WRITTEN PROBLEM: Return nothing but the lines from the line containing "Practice step: find every instance of the plant" through the last line of the records, reproduced exactly.

Records from a dataset:
______

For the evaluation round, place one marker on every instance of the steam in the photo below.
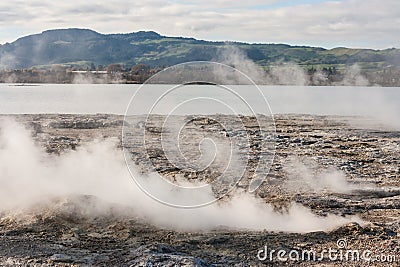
(285, 73)
(353, 77)
(28, 176)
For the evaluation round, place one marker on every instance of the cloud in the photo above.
(364, 23)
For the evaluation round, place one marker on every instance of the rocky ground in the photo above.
(63, 233)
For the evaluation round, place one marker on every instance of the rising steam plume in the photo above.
(29, 176)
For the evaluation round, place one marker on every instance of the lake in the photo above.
(380, 103)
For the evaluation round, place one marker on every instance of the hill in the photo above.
(83, 46)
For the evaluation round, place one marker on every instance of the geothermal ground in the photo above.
(345, 166)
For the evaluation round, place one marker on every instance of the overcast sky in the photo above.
(352, 23)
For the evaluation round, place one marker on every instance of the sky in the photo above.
(324, 23)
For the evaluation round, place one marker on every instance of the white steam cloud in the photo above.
(28, 176)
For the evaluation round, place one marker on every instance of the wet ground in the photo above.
(367, 155)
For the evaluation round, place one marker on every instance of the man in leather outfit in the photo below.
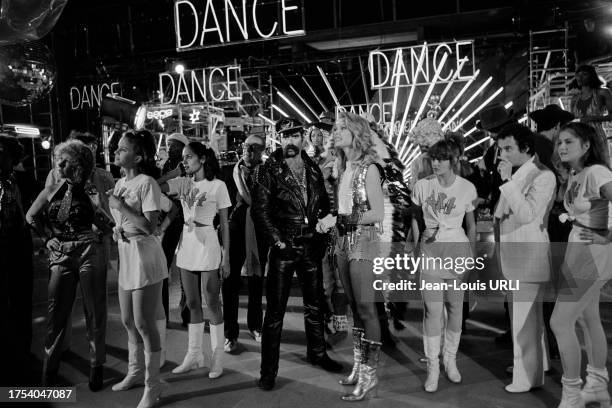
(289, 198)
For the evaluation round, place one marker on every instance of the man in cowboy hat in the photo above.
(336, 303)
(289, 198)
(550, 119)
(248, 250)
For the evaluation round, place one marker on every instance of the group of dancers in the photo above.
(292, 218)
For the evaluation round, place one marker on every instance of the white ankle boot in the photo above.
(570, 397)
(136, 364)
(161, 328)
(217, 337)
(449, 355)
(153, 385)
(194, 358)
(432, 352)
(596, 387)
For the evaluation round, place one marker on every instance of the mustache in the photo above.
(291, 148)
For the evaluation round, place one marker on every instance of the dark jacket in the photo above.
(278, 206)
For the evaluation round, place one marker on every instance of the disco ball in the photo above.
(27, 73)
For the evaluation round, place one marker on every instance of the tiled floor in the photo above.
(301, 385)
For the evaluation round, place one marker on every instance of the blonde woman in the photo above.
(446, 199)
(587, 265)
(360, 208)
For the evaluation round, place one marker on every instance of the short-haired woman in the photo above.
(199, 254)
(73, 258)
(135, 204)
(446, 200)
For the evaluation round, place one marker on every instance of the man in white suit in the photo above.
(522, 212)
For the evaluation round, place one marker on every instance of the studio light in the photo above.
(123, 110)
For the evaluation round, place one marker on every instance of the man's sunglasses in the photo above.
(253, 148)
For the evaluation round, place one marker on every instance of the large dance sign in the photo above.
(212, 23)
(422, 64)
(212, 84)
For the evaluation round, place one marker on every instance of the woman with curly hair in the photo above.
(69, 215)
(587, 265)
(135, 204)
(360, 207)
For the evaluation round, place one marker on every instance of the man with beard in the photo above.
(336, 303)
(289, 198)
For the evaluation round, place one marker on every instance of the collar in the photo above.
(525, 168)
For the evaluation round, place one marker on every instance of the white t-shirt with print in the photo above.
(444, 207)
(199, 248)
(142, 194)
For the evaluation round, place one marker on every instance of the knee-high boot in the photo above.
(153, 385)
(368, 379)
(194, 357)
(596, 387)
(570, 397)
(217, 338)
(449, 355)
(136, 363)
(161, 328)
(353, 377)
(432, 352)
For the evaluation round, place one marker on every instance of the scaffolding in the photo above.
(549, 75)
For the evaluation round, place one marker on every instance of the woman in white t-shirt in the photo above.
(446, 199)
(587, 265)
(135, 205)
(199, 254)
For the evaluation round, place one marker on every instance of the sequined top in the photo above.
(81, 214)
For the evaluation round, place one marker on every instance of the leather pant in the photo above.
(71, 263)
(303, 259)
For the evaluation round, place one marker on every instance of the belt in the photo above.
(297, 231)
(581, 225)
(125, 236)
(344, 227)
(76, 236)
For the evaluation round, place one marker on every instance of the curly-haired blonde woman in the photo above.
(360, 207)
(73, 258)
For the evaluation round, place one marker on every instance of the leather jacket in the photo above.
(278, 210)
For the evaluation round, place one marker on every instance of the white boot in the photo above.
(217, 338)
(596, 387)
(449, 355)
(136, 363)
(194, 357)
(570, 397)
(153, 385)
(432, 352)
(161, 328)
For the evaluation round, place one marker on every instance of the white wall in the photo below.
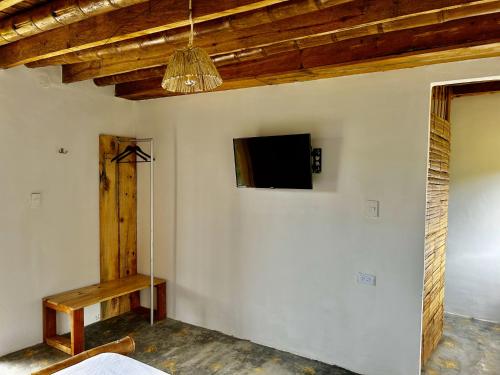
(279, 267)
(56, 247)
(473, 254)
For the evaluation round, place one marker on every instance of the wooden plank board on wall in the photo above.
(117, 220)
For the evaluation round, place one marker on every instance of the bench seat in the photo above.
(74, 301)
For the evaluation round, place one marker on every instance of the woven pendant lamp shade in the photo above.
(191, 70)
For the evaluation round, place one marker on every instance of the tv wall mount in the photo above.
(316, 160)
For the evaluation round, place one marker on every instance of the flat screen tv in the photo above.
(281, 162)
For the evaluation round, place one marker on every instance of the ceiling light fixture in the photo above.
(191, 69)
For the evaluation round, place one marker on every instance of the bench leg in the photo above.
(161, 301)
(49, 322)
(77, 332)
(135, 300)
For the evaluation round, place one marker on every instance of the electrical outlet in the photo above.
(367, 279)
(372, 209)
(36, 200)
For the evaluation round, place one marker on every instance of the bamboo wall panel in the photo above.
(436, 226)
(117, 219)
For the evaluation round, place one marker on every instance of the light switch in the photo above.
(36, 200)
(372, 209)
(367, 279)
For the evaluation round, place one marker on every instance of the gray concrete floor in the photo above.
(468, 347)
(177, 348)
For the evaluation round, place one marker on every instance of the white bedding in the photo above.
(110, 364)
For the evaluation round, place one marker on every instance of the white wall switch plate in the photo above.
(367, 279)
(372, 209)
(36, 200)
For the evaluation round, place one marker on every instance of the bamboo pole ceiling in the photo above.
(127, 43)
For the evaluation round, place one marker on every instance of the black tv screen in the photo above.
(274, 162)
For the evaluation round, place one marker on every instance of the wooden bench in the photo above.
(74, 301)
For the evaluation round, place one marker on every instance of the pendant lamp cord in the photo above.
(191, 34)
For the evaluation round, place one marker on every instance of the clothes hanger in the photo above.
(132, 150)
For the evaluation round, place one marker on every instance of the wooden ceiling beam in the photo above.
(122, 24)
(278, 36)
(473, 38)
(4, 4)
(241, 56)
(206, 32)
(53, 15)
(476, 88)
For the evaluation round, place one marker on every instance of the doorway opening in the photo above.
(461, 311)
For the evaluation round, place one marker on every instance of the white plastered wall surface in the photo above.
(473, 254)
(279, 267)
(55, 247)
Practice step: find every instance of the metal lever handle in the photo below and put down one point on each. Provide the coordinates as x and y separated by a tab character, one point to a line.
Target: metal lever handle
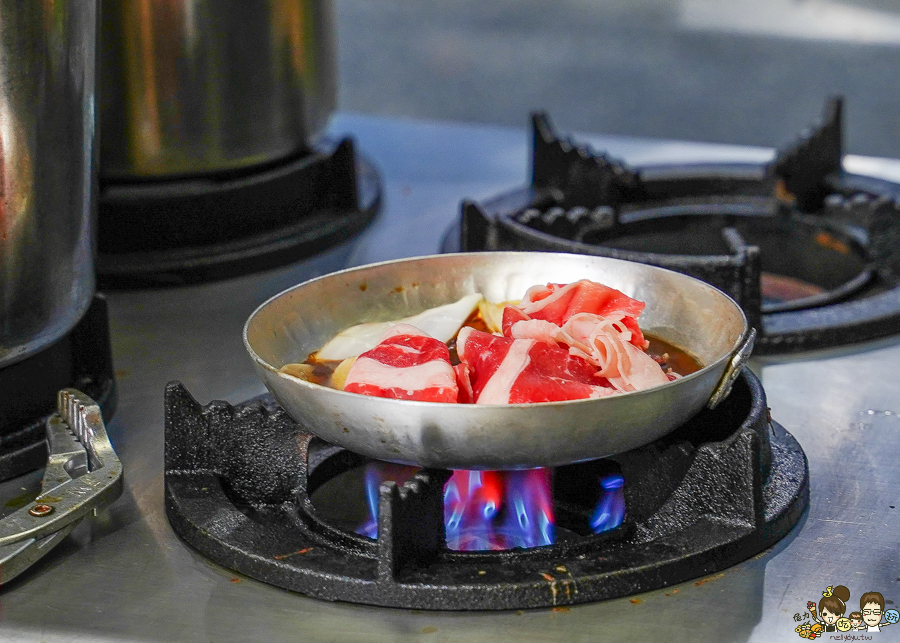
83	472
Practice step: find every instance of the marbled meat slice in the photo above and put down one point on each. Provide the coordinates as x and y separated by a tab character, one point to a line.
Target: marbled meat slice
517	371
407	364
556	303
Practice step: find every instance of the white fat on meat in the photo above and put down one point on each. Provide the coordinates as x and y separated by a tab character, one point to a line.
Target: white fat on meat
498	388
603	342
441	322
433	374
530	307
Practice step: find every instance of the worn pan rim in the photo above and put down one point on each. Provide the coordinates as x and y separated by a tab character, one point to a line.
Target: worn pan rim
459	408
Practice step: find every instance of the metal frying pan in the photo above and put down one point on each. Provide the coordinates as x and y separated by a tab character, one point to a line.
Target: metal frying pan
681	310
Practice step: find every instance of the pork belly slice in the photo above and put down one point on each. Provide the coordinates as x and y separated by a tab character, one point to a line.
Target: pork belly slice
503	370
603	342
407	364
557	303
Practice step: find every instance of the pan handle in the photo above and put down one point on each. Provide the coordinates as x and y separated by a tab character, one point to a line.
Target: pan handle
734	369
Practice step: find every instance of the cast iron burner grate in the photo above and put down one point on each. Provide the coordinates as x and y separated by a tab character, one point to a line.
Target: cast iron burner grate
806	249
81	359
197	229
239	481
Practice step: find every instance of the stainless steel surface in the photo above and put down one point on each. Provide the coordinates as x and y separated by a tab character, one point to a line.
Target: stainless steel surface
681	310
83	472
47	75
199	86
126	577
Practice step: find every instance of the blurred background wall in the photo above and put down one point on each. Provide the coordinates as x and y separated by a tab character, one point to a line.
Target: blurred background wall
736	71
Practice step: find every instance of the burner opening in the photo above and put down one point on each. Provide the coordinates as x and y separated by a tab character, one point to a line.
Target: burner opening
483	510
804	263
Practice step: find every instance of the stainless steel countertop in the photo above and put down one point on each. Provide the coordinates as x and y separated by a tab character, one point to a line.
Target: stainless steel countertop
125	575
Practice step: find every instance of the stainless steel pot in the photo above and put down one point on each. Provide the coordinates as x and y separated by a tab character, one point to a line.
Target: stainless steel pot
202	86
684	311
47	76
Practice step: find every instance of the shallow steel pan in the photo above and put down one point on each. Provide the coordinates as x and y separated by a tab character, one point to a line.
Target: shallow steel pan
681	310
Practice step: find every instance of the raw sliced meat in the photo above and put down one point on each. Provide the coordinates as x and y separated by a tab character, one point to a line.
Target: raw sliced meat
503	370
407	364
603	342
464	384
441	323
556	303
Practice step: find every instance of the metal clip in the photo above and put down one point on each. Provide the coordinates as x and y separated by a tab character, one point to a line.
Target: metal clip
83	474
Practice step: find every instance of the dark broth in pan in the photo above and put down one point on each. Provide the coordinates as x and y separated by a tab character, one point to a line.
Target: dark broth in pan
668	356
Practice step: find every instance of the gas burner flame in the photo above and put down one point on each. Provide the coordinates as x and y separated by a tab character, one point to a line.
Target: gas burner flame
610	509
483	510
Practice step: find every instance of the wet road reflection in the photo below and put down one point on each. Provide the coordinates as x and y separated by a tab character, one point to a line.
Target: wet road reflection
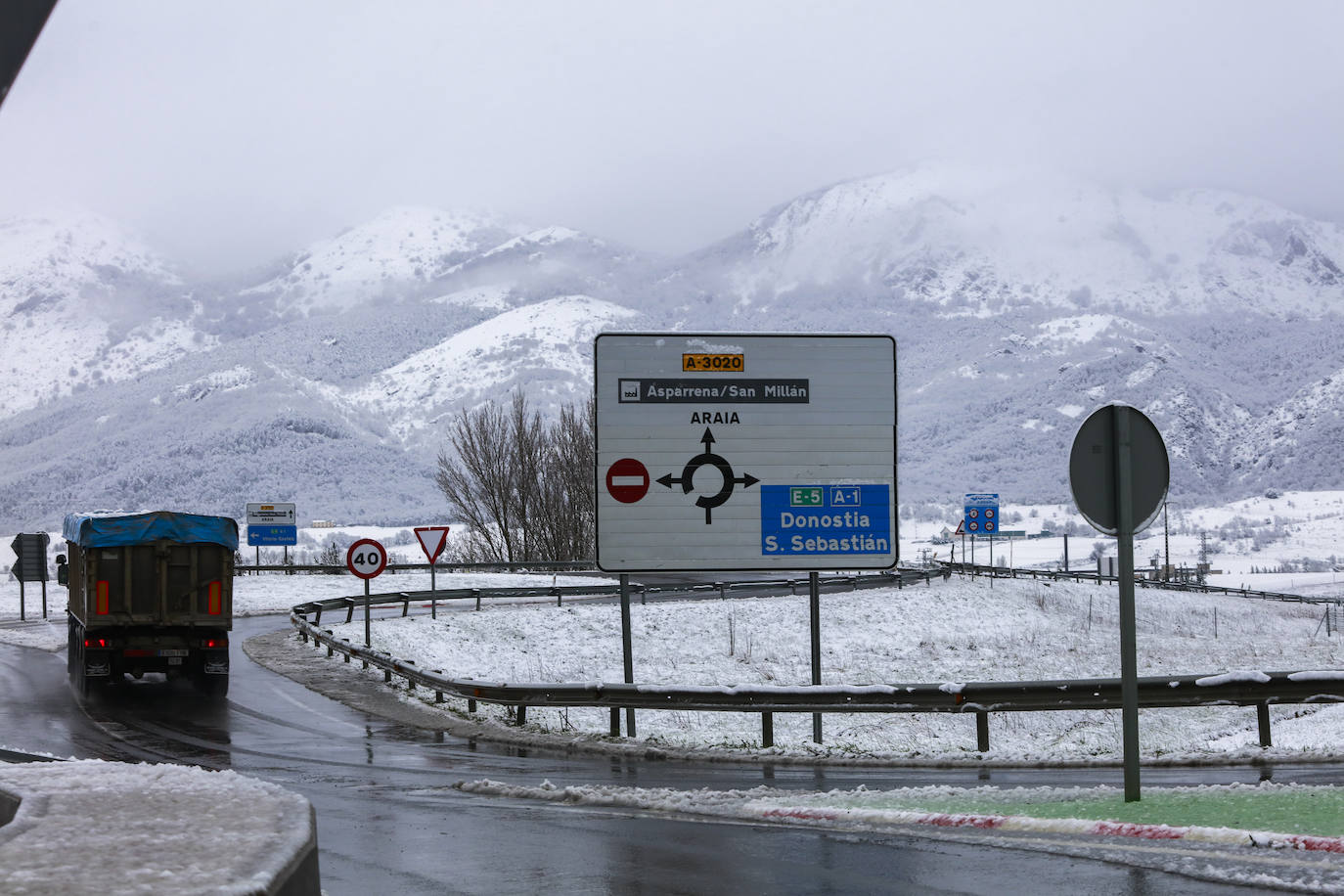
390	821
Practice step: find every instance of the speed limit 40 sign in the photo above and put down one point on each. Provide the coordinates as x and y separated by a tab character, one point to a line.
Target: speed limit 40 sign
366	558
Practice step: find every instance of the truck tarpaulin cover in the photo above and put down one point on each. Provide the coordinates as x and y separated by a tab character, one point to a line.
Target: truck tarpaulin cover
144	528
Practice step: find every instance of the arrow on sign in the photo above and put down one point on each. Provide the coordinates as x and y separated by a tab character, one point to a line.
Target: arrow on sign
708	501
431	538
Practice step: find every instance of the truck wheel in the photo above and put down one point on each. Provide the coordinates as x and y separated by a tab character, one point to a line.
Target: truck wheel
212	686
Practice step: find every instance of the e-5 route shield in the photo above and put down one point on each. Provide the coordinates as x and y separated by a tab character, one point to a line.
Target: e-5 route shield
725	452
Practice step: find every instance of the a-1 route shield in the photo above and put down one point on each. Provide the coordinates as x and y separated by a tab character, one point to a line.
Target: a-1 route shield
723	452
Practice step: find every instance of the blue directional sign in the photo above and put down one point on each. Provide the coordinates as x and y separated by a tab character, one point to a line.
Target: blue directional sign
981	515
798	520
266	536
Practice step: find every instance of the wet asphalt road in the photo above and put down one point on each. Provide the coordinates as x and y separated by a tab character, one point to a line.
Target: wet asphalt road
390	823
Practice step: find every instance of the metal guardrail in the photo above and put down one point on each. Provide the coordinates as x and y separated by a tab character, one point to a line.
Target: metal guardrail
338	568
1235	690
1074	575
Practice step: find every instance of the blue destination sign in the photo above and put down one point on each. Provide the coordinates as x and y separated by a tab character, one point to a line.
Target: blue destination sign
265	536
826	518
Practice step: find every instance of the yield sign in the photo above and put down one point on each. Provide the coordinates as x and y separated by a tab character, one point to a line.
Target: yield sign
433	538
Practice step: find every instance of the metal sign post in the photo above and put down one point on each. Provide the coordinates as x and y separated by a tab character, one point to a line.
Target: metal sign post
431	538
29	554
1128	639
1118	473
815	618
367	559
626	653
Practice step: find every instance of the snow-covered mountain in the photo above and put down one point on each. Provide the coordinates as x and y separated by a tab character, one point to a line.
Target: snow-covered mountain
976	242
1017	305
83	302
381	258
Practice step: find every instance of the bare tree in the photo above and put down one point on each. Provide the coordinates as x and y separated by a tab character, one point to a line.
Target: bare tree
476	482
524	489
567	503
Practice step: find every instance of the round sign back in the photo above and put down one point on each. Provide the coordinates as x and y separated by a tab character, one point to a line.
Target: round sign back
1093	473
366	558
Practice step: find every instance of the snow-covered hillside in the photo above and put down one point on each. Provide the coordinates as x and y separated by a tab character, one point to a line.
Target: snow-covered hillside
83	302
380	258
545	348
977	242
1017	302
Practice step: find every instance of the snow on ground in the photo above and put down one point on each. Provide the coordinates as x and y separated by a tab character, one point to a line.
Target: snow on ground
179	829
1218	852
955	632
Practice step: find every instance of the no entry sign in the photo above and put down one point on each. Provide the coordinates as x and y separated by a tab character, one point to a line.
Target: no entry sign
628	479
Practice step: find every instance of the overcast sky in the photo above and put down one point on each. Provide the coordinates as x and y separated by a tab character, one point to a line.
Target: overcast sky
234	132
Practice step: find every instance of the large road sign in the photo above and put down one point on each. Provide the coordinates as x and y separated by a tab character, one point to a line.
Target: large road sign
272	525
980	515
29	554
1118	473
721	452
1093	473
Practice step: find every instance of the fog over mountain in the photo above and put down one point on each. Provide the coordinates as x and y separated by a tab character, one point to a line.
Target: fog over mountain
331	378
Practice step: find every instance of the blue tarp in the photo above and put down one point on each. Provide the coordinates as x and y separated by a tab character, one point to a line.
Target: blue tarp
143	528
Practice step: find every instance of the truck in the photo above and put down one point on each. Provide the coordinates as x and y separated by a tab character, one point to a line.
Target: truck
148	593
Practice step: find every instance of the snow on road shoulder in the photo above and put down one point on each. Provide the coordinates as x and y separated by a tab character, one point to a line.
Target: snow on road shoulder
1024	809
1266	859
179	829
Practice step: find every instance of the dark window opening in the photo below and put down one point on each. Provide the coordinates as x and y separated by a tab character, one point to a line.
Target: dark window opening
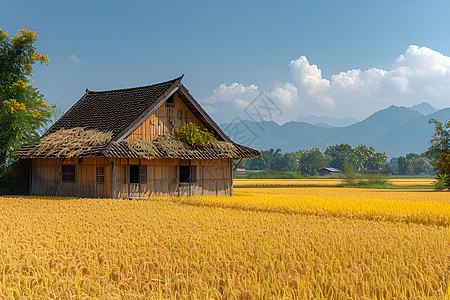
134	174
68	173
187	174
170	101
100	174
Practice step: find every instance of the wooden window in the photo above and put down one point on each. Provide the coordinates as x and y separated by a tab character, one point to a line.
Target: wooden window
143	174
100	174
169	101
136	174
187	174
68	173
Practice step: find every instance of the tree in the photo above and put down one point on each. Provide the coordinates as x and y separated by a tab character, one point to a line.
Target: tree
405	166
312	161
439	151
338	154
22	109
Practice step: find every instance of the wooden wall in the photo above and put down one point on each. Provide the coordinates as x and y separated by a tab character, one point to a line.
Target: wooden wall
214	177
46	178
164	120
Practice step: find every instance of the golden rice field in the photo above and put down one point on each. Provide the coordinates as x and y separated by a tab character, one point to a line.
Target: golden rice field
323	182
281	243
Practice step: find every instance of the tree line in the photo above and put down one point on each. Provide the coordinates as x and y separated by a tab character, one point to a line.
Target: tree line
361	158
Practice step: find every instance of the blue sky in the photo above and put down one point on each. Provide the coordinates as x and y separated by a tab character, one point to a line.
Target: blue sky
303	54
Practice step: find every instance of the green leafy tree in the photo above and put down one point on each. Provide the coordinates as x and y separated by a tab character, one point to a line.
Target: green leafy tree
439	150
338	154
405	166
22	109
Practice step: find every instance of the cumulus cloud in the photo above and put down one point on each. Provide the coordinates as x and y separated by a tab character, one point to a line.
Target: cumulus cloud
419	74
73	58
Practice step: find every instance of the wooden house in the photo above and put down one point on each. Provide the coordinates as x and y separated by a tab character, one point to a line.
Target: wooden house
120	144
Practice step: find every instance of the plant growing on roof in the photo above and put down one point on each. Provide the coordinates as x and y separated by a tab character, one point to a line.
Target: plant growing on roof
194	135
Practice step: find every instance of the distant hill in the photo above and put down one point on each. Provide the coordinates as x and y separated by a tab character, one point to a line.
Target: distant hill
424	108
394	130
325	121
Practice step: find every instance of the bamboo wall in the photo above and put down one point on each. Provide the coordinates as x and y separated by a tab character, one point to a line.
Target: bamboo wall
213	177
164	120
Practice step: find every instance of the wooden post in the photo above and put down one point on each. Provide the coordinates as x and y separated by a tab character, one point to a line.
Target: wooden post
113	180
231	171
190	177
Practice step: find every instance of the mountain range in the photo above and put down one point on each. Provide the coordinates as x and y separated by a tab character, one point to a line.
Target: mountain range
396	130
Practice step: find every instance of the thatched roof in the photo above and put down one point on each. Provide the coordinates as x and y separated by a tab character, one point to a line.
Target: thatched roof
98	124
80	142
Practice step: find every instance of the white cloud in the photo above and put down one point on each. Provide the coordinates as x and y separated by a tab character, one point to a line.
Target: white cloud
226	100
286	94
73	58
419	74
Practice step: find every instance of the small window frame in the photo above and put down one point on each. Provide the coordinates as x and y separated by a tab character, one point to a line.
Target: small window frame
191	176
141	174
170	101
68	173
100	174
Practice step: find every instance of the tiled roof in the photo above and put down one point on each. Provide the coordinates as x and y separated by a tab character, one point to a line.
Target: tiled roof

______

SOLUTION FOR THIS PROBLEM:
Practice step: find every instance of the plant growing on roof in the photo above and put down one point on each. Provide the coordinates as x and y separated by a tab character, one point to a line.
Target: plant growing on roof
194	135
Practice step: find every instance of the distant hill in the photo above and put down one point on each. Provide the coordinates as x and y separated by a tab character, one point to a line.
Target: distant hill
424	108
394	130
325	121
Practice step: find every instance of the bamboo wall in the photo above and put down one point on each. Provide the coordinates as x and y separated by a tab character, one point to a line.
Target: bamboo wall
213	177
164	120
Practice step: find every instance of the wooden post in the photo above and put down one point on each. Provide the coordinates as x and y separated by a tab character, one point to a line.
Target: wooden post
113	180
231	171
190	177
Practice step: find every instance of the mountain range in the photo above and put down one point on each. Provide the coordinates as x and y separated by a tab character, one point to a line.
Target: mountain range
396	130
Practice step: find every instance of the thatched roof in the photo above and put down one point on each. Provide the coordinates as x and y separated by a tab character, one point to a line.
Target: thatched roof
98	124
80	142
Practice step: find every instance of the white cloud in the photo above and put down one point on each. Provide the coordinates as x and y separated by a tab character, one point to a line.
Target: white cloud
226	100
286	94
73	58
419	74
Practice step: find every instance of the small window frame in the photo above and put down one point on each. Provide the coordinates as x and y separated by a tab character, one point to a line.
Target: small window frame
191	176
141	174
170	101
68	173
100	174
Practice step: find every instance of the tiled roof in the photo above and put down one point on each. Provide the coordinates as x and y separated by a tab character, one point to a line.
Target: tiled roof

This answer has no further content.